The data below is to be returned in full and exactly.

/---

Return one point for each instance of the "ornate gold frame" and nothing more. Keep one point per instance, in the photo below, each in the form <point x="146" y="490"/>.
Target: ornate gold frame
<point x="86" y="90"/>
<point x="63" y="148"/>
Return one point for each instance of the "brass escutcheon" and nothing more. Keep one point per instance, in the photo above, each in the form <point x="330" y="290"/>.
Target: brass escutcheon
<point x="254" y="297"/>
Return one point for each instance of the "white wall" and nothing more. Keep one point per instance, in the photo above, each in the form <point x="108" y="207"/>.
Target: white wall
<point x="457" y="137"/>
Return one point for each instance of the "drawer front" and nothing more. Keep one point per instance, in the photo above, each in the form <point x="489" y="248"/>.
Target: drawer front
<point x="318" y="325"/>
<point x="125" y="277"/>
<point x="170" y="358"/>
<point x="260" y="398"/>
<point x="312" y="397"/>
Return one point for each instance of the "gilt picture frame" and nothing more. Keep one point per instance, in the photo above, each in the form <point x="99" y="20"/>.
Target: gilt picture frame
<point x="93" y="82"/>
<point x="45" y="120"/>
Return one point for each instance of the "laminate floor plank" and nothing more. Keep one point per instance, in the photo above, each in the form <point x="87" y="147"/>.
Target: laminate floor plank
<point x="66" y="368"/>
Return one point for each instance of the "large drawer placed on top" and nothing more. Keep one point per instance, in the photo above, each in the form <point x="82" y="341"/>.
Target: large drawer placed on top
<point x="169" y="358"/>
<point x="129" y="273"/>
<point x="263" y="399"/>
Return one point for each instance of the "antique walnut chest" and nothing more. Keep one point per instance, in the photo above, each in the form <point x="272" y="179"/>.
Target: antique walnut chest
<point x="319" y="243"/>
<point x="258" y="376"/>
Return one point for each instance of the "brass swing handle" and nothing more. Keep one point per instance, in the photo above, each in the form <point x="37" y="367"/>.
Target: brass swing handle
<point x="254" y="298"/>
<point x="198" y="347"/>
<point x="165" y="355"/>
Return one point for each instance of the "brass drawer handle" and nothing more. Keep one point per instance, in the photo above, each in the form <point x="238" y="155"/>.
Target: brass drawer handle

\---

# Written answer:
Return one point for each instance of the "ornate gold frame" and nothing more. Keep one point per instance, in the photo below, each in the form <point x="146" y="490"/>.
Target: ornate gold frame
<point x="86" y="90"/>
<point x="63" y="148"/>
Return one point for each instance of the "brass escutcheon" and nothing more. Keep one point per instance, in the photo above, each in the form <point x="330" y="290"/>.
Target: brass escutcheon
<point x="254" y="297"/>
Return one point for each instance of the "white wall" and nothing more. Keep one point per instance, in the photo above, each in the form <point x="108" y="207"/>.
Target: white wall
<point x="457" y="137"/>
Return one point for each instance of the "drawer front" and nothing more. Keep one point per instance, in the photo above, each in the form <point x="489" y="248"/>.
Target: drawer front
<point x="318" y="325"/>
<point x="125" y="277"/>
<point x="170" y="358"/>
<point x="260" y="398"/>
<point x="312" y="397"/>
Return one point for each instance of the "gilt picture frame" and nothing more. Keep one point per instance, in the photo above, each in the form <point x="99" y="20"/>.
Target: gilt picture frame
<point x="93" y="82"/>
<point x="45" y="120"/>
Return one point for each instance of the "laminate floor plank" and nothing more. Keep one point per instance, in the photo above, each in the form <point x="87" y="147"/>.
Target: laminate floor plank
<point x="66" y="368"/>
Return one point for each instance of the "large drawer placed on top" and nothing more. Keep one point per instance, in the photo above, each in the form <point x="82" y="341"/>.
Target: large drawer placed on top
<point x="169" y="358"/>
<point x="129" y="273"/>
<point x="263" y="399"/>
Return one point for each instance of the "antique walnut chest" and nothing more. Keep one point per instance, in the photo above, each in the form <point x="272" y="179"/>.
Target: antique walnut chest
<point x="319" y="243"/>
<point x="258" y="376"/>
Return one point for each instance of the "brass swing handle" and nothing more. Keep one point per instance, in the photo above, each in the form <point x="37" y="367"/>.
Target: brass swing handle
<point x="254" y="298"/>
<point x="198" y="347"/>
<point x="165" y="355"/>
Return one point for each instance of the "brass drawer handle" and nothing more. Keep one point per instance, in the photo above, each in the form <point x="238" y="155"/>.
Target: brass drawer handle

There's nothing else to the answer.